- _Stated exercise_
Please find each line in the items below that contains the word "every" and copy those lines out. Case counts.

══ Material to process ══

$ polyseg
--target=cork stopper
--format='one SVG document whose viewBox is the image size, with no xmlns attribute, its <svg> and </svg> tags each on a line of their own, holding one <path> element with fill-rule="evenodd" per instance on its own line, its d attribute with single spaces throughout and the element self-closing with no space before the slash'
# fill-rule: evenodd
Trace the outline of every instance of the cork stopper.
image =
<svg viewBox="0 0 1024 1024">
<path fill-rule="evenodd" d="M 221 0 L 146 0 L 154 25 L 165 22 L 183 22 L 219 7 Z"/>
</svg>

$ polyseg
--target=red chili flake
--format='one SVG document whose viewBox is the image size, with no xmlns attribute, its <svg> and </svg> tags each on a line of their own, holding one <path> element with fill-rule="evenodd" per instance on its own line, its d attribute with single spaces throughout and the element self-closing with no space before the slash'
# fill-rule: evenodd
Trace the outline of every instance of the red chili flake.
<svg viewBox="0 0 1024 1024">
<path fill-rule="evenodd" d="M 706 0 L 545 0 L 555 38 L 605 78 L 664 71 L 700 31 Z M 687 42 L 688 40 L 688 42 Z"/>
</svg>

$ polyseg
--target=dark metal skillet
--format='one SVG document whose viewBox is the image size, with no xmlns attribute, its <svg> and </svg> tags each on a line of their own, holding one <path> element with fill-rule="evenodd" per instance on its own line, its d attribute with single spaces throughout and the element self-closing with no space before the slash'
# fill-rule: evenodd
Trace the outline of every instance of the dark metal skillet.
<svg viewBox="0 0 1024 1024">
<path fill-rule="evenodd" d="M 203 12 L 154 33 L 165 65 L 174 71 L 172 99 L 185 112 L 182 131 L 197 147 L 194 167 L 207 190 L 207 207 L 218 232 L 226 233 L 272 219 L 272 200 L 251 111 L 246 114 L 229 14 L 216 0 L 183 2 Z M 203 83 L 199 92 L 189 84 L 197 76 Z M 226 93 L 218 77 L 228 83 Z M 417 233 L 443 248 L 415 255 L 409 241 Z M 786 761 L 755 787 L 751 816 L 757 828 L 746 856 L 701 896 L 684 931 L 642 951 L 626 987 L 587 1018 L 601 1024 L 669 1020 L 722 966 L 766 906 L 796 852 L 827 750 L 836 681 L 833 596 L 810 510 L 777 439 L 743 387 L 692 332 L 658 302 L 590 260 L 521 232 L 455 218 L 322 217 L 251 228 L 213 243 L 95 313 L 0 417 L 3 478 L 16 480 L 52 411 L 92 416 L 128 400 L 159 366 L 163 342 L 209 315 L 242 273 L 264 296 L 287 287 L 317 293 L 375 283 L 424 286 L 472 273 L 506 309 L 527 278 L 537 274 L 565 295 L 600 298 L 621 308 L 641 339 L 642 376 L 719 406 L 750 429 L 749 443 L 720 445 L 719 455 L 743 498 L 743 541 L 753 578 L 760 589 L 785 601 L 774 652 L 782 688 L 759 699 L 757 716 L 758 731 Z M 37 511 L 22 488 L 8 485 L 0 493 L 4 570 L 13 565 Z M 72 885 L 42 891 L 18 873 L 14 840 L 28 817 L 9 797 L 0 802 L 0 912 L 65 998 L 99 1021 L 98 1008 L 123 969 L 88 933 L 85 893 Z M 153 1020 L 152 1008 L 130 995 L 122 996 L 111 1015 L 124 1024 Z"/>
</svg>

═══

- _Response for this exercise_
Trace the outline of every instance of the cork stopper.
Trace the outline of every instance of the red chili flake.
Trace the outline of every instance of the dark metal skillet.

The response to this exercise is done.